* Start Data rows *
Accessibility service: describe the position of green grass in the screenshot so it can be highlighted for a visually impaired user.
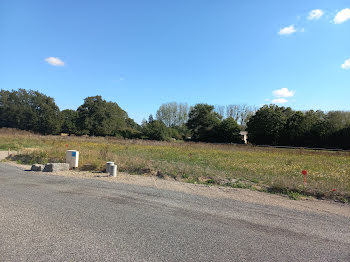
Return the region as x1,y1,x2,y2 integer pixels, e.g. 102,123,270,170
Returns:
0,130,350,201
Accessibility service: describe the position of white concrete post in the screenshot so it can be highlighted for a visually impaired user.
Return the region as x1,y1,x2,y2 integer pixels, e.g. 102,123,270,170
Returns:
109,165,118,177
106,162,114,173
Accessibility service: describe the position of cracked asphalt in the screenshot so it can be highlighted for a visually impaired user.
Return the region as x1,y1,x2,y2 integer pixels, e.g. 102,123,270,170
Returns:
0,163,350,262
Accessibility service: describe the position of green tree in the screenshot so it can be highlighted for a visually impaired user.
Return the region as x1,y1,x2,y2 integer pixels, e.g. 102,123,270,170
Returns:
0,89,61,134
215,117,243,143
61,109,78,134
77,96,128,136
187,104,221,142
142,117,170,141
247,105,293,145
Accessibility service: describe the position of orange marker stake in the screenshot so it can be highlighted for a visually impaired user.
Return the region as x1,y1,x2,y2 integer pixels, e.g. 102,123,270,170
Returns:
301,170,307,186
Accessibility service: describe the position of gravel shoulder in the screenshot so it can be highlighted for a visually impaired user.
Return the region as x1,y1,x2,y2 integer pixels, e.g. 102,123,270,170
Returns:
0,160,350,218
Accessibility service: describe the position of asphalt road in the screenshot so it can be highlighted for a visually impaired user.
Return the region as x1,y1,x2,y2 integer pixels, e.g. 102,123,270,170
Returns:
0,163,350,262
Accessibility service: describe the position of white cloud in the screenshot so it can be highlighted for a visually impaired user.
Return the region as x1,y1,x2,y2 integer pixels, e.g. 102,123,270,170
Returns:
341,58,350,70
334,8,350,24
272,87,295,97
307,9,324,20
272,98,288,104
45,56,64,66
278,25,297,35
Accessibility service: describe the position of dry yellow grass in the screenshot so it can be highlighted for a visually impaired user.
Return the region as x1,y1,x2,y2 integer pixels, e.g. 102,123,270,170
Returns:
0,130,350,201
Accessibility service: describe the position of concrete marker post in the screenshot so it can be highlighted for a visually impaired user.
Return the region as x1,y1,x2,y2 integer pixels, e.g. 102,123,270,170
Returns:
109,165,118,177
106,161,114,173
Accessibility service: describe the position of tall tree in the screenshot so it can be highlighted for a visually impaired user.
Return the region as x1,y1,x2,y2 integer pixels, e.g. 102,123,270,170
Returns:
247,105,292,145
156,102,188,127
77,96,128,136
61,109,78,134
0,89,61,134
187,104,221,142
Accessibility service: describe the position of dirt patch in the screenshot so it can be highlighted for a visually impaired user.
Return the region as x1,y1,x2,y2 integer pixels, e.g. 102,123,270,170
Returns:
6,161,350,218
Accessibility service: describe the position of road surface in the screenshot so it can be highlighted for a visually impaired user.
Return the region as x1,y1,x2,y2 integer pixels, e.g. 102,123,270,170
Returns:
0,163,350,262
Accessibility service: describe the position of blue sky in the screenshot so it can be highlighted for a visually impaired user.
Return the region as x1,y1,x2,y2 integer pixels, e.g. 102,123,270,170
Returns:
0,0,350,122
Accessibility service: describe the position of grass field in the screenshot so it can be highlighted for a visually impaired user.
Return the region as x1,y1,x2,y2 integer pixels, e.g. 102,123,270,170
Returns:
0,129,350,202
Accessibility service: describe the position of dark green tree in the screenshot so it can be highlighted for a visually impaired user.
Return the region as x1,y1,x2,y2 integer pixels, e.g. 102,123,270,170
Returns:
142,117,171,141
77,96,128,136
0,89,61,135
61,109,78,134
187,104,221,142
215,117,243,143
247,105,293,145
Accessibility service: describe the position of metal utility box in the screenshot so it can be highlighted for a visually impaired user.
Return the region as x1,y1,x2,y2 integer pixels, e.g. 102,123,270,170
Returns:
66,150,79,168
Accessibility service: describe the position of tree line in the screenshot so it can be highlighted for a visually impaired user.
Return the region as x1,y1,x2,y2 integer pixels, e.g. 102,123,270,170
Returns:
247,105,350,149
0,89,350,149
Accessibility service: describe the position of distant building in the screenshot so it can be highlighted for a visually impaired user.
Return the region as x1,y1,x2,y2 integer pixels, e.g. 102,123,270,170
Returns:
239,131,248,144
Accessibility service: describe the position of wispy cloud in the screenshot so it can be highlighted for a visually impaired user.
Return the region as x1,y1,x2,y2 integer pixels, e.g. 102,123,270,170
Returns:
45,56,64,66
272,98,288,104
334,8,350,24
341,58,350,70
278,25,297,35
307,9,324,20
272,87,295,97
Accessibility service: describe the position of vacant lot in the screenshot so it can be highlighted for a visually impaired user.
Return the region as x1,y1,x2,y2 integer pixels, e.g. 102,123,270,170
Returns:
0,129,350,201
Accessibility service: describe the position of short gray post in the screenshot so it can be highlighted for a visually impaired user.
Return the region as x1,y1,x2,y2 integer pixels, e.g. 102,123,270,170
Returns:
106,162,114,173
109,165,118,177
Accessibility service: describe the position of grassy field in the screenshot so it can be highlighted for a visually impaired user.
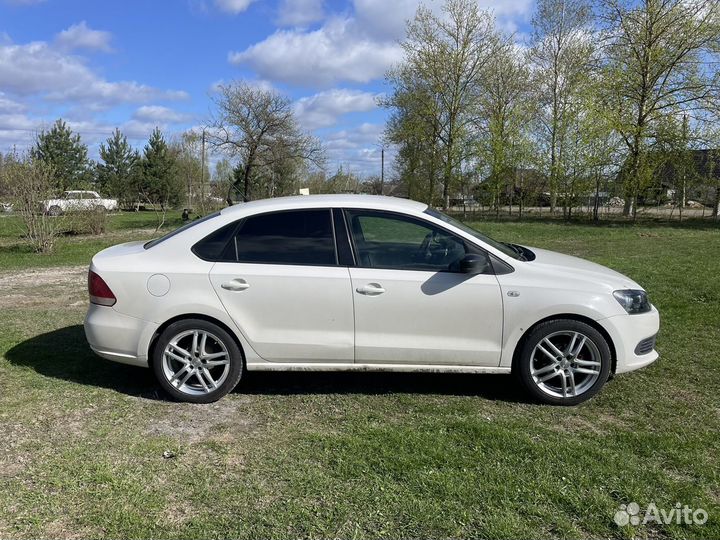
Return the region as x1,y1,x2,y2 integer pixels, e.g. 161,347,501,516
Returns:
0,214,720,539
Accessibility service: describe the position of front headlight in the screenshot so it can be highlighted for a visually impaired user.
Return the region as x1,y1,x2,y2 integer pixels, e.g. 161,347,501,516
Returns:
613,289,650,315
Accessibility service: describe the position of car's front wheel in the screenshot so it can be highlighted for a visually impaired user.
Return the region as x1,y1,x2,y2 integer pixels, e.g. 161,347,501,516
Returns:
153,319,243,403
514,319,612,405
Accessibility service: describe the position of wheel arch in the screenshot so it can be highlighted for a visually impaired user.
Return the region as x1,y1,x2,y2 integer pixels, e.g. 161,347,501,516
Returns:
512,313,617,374
147,313,247,367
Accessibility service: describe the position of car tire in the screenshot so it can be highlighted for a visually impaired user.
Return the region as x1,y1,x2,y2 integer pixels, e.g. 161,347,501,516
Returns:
513,319,612,405
152,319,244,403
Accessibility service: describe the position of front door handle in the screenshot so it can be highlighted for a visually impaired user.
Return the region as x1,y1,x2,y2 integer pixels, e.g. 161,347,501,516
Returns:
220,278,250,291
355,283,385,296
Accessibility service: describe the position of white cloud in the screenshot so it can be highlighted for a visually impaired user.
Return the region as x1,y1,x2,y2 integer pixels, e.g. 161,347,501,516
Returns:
354,0,420,41
5,0,45,6
228,0,532,88
55,21,112,52
324,123,393,174
0,41,187,107
133,105,191,124
228,18,402,87
277,0,325,26
0,92,27,114
215,0,255,15
295,88,379,130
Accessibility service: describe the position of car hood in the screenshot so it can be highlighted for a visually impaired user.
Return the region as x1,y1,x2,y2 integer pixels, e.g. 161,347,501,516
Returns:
526,248,644,290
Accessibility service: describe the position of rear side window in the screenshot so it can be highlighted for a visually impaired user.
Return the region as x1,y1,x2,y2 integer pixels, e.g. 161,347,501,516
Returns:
143,212,220,249
232,209,337,266
192,221,238,262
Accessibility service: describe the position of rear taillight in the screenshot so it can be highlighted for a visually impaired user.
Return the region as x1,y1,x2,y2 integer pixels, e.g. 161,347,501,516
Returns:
88,270,117,306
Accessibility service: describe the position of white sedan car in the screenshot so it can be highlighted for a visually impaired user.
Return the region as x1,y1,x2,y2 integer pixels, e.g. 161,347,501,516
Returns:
85,195,659,405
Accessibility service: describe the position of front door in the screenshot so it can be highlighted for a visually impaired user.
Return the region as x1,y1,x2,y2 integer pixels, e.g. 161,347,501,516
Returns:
346,210,503,366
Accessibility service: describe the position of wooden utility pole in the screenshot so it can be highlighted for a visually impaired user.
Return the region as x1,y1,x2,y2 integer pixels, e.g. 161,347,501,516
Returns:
200,128,206,212
380,146,385,195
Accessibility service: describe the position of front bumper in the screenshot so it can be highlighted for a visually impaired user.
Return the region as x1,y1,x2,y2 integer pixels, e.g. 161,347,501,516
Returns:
598,306,660,373
83,304,158,367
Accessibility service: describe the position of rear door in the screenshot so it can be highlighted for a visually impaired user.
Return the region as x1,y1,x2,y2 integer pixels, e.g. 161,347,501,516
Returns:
208,209,354,363
345,210,503,366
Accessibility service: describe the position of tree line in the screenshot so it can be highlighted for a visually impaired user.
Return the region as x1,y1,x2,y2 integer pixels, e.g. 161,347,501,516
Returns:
0,119,217,213
383,0,720,216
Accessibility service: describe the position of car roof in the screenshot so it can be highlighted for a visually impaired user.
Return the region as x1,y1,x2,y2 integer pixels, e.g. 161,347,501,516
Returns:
221,194,427,216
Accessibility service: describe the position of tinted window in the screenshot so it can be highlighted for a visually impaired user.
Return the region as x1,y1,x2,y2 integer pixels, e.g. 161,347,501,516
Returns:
143,212,220,249
192,221,238,262
425,208,523,259
347,210,466,272
235,210,337,265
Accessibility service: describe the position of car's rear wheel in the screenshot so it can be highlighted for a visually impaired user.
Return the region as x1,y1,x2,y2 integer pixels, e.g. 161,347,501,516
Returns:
514,319,612,405
153,319,243,403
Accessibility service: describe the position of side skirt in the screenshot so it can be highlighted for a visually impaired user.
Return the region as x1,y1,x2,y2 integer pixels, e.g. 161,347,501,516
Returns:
247,362,510,374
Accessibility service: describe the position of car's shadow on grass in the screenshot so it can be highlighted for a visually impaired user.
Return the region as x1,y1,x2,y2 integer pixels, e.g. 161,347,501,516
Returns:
5,325,526,402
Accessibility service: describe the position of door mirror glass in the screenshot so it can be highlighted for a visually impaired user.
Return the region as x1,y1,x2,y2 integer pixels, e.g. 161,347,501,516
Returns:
458,253,492,274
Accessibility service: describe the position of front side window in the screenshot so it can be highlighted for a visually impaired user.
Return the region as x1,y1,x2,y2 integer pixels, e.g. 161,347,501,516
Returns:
347,210,467,272
234,209,337,266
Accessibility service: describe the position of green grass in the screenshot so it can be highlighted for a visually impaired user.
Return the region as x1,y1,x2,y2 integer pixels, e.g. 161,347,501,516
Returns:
0,216,720,539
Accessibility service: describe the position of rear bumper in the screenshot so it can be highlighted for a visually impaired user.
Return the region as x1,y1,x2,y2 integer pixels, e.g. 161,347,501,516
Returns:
598,306,660,373
83,304,158,367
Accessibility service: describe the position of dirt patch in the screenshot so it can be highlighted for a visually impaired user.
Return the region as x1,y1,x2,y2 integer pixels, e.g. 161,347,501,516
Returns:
0,266,87,308
147,396,257,443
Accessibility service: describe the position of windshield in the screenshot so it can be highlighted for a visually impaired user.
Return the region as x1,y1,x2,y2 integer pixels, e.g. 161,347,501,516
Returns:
143,212,220,249
425,207,524,260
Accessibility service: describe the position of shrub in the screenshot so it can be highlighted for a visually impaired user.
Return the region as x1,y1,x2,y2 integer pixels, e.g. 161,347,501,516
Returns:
65,208,107,235
2,156,62,253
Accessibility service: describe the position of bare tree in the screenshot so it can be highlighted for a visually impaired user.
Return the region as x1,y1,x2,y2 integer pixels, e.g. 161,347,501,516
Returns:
209,81,323,204
603,0,720,216
2,155,63,253
401,0,500,206
530,0,594,212
475,40,532,215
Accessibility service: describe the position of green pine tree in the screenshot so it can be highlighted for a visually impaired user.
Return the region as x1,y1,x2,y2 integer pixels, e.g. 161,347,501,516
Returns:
31,119,92,191
97,128,140,199
140,128,182,208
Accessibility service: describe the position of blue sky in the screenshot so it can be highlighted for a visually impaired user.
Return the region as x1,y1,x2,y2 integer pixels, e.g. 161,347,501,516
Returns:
0,0,533,174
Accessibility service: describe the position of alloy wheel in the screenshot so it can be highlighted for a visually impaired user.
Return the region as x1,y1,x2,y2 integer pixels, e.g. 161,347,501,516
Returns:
530,330,602,398
162,329,230,396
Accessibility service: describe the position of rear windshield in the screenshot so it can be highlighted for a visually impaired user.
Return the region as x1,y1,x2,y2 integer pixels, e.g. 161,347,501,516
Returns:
143,212,220,249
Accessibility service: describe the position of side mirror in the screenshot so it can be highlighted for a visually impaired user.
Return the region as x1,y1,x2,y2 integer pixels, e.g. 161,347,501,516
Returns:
458,253,490,274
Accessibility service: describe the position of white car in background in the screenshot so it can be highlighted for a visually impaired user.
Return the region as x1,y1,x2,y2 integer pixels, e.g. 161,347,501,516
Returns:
43,190,118,216
85,195,659,405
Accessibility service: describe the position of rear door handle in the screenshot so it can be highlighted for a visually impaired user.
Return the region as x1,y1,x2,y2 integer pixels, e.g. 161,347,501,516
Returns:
355,283,385,296
220,278,250,291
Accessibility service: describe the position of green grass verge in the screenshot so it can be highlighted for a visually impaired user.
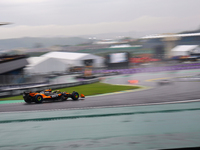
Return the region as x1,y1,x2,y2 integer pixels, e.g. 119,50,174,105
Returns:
0,82,140,100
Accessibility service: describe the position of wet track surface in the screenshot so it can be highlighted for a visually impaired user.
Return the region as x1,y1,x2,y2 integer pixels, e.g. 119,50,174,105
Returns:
0,70,200,112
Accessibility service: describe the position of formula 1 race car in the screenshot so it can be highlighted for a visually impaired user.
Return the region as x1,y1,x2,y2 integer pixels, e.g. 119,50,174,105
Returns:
23,89,85,104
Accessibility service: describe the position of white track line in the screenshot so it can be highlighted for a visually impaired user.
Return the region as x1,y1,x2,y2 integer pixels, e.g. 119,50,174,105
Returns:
0,99,200,114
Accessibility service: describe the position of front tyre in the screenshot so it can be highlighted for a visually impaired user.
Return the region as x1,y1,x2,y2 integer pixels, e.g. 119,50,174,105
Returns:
35,95,43,103
72,92,79,100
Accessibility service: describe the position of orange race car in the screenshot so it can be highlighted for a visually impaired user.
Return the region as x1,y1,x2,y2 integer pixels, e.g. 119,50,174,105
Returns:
23,89,85,104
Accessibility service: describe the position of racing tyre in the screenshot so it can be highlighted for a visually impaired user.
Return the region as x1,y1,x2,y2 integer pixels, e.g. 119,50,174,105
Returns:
60,95,67,101
24,97,32,104
72,92,79,100
35,95,43,103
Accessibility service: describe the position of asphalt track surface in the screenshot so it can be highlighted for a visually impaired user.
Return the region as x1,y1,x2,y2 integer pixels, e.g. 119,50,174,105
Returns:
0,69,200,112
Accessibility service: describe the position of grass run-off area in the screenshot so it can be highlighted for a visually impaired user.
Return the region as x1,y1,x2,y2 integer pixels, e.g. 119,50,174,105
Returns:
0,82,140,100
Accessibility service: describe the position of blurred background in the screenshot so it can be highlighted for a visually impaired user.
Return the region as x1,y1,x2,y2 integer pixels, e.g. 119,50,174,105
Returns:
0,0,200,149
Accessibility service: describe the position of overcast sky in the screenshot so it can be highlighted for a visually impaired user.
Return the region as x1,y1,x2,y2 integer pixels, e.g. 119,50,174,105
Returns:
0,0,200,39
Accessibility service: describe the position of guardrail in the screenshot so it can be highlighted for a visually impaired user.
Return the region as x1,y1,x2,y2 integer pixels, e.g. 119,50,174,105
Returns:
0,78,99,98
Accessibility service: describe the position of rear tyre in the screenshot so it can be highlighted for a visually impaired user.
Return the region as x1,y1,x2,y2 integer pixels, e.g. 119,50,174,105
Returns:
24,97,32,104
35,95,43,103
72,92,79,100
60,95,67,101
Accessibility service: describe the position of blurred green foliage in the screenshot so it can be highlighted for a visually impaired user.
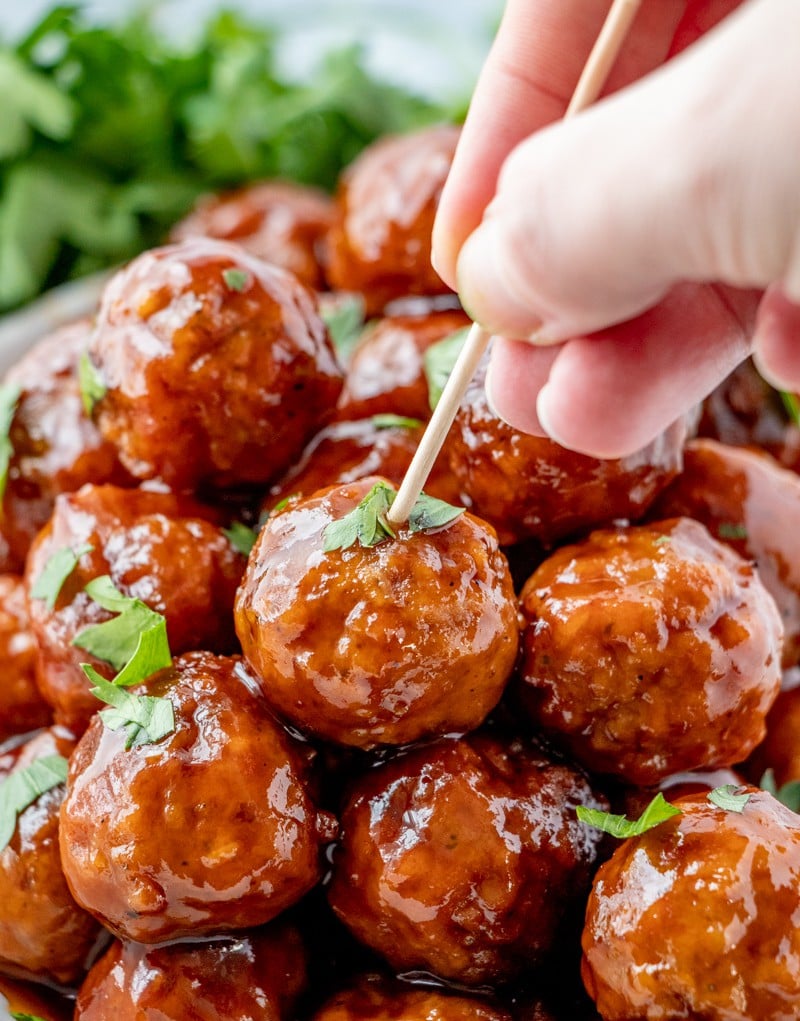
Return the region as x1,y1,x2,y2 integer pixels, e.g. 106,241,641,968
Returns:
0,6,463,309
* End Data rows *
*Work instructions*
Return verbatim the lines running from the line with "Accessibility service: describe the position of gravel" up to and including the line with "0,160,350,218".

*Output below*
Accessibility service: describe the position of gravel shoulder in the screenshot so it can be highlighted for a visually impaired user.
Return the region as x1,y1,x2,y2 integer pixels, e.g. 102,123,270,170
Returns:
0,160,350,218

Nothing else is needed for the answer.